======== Text segment

Microbial genetic engineering is an attractive alternative to chemical synthesis. Artemisinic acid can be produced in Escherichia coli and, even more effectively, in Saccharomyces cerevisiae [15], following pioneering work by Keasling and colleagues, who transferred 10 A. annua genes into E. coli to create an almost 'plant-like' environment in the bacteria. Their approach circumvents some of the previous problems of engineering the precursors (amorphadiene or artemisinic acid) or enzymes (amorphadiene oxidase) involved in the artemisinin biosynthetic pathway. Expression levels in yeast are still insufficient for industrialized scale-up, but the new publication by the group [2] describes a further improvement in production in yeast (with a 10 times higher yield) by using a high-copy plasmid system. This opens the way for a production process that would completely bypass the need for plantations of A. annua, and in which the yeast-produced precursor would be chemically converted to artemisinin as indicated above. There are still a few hurdles to clear, including confirmation of structural and functional identity between the natural and engineered molecules.

The threat of drug resistance

We know from past experience that, once emerged, resistance of the malaria parasite to a drug spreads fast: chloroquine resistance emerged in the late 1950s in South-East Asia, was reported for the first time in East Africa in the 1970s, and has since invaded the entire African continent. It is probably inevitable that mutants resistant to artemisinins will eventually emerge and, if they do, this will probably happen in South-East Asia, where artemisinins have been used extensively as monotherapy for nearly 20 years. Studies from the Thai-Cambodian border, and more recently from South Cambodia, have already shown reduced susceptibility, as well as treatment failure rates with ACT exceeding 10%, which is higher than anywhere else. This area is now carefully observed by the scientific community, but monitoring is difficult in the absence of reliable molecular markers for artemisinin resistance, and relies on in vivo and in vitro sensitivity testing, which is cumbersome. As long as there is no resistance to the partner drug, it is usually assumed that the risk of resistance spreading will remain low. It is important that malaria treatment be most carefully controlled in South-East Asia, banning monotherapy (which is still frequent), ensuring access to prompt ACT treatment with good-quality drugs and, whenever possible, treating asymptomatic carriers, who contribute to the spread of resistance.

================

▶ _What the task asks_:
Carry on the text about artemisinin production and malaria drug resistance from the point where it stops.

======== Dataset

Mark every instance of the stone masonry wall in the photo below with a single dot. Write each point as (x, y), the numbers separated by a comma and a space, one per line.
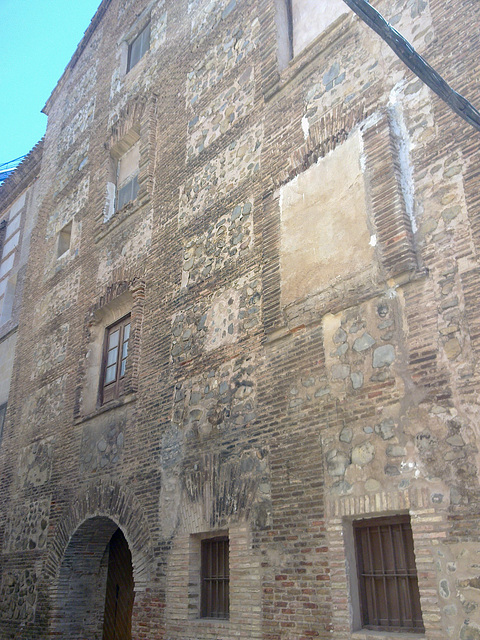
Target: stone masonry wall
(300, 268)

================
======== Dataset

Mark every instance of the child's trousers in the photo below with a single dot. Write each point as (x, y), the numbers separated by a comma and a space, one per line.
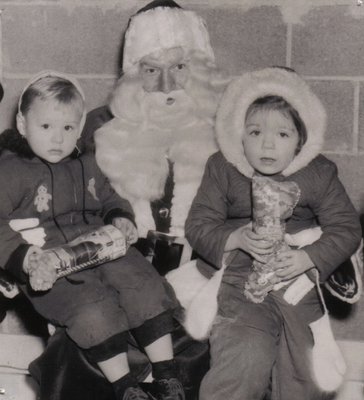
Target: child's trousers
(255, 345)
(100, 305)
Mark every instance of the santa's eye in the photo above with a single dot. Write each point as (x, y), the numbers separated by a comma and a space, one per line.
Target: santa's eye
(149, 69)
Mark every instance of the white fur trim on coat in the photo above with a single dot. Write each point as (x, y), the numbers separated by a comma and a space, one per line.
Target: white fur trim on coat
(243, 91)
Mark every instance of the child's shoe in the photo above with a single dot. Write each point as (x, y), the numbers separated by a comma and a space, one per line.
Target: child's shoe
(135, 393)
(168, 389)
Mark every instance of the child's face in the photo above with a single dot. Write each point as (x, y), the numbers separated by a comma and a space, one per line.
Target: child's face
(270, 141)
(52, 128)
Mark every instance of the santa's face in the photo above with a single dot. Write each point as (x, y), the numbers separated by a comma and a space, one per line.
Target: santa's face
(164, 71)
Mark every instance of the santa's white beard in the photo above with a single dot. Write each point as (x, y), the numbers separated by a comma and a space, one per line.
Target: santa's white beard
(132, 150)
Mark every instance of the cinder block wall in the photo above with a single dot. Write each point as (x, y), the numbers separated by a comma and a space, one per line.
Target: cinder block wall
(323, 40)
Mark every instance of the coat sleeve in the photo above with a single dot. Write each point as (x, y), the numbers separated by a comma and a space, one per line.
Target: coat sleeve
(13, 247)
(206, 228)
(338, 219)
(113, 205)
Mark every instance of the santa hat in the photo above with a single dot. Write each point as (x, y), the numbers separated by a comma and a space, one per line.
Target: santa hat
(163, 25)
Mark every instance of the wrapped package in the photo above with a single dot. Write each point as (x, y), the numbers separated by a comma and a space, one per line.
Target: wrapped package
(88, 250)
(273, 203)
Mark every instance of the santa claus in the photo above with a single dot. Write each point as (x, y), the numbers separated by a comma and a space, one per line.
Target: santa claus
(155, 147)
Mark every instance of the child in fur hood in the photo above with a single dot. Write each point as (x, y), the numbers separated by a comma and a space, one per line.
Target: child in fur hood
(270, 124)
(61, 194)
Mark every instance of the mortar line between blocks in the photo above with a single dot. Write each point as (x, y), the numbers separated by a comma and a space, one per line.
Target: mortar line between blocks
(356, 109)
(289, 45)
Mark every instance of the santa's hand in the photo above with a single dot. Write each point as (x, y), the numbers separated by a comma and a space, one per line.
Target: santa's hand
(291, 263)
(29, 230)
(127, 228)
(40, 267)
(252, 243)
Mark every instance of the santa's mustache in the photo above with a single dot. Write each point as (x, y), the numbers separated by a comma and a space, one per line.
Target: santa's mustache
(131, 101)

================

▶ _Response to the exercise_:
In conclusion, even when synthetic or recombinant artemisinin-like molecules have gone through preliminary tests to confirm their worth, there will still be a long way to go – at least five to six years and millions of dollars – before they will be available as drugs. It is, therefore, likely that A. annua will continue to be the main source of artemisinin for the foreseable future. It is true that the effectiveness of increasing worldwide utilization of ACT relies on a sustainable supply of artemisinin, preferably at an affordable price. It is also true that limited access to ACT, as is still the case in many African countries, is not necessarily due to a shortage of raw material, or insufficient production, or even the high cost of the drug. It is more often a poor coordination of distribution at country level. Major funding organizations, including the Global Fund, have begun to understand that, in order to be effective, they not only have to deal with the cost of the drug, but must also strengthen health-system infrastructure and improve provision for diagnosis and treatment in the field. Keeping the cost of the drug down means not only ensuring a sustainable supply of the raw material, but also putting pressure on manufacturers to keep the price of the final drug reasonable; both of which could be achieved by using subsidies to pre-order drugs years in advance. This, however, assumes that forecasting need becomes much better than is currently feasible. The recent endorsement by the 2008 Roll Back Malaria Action Plan of the Affordable Medicines Facility for malaria (AMFm) initiative, a proposed $1.9 billion financial resource, is likely to have a major role in improving access to the drug at all levels.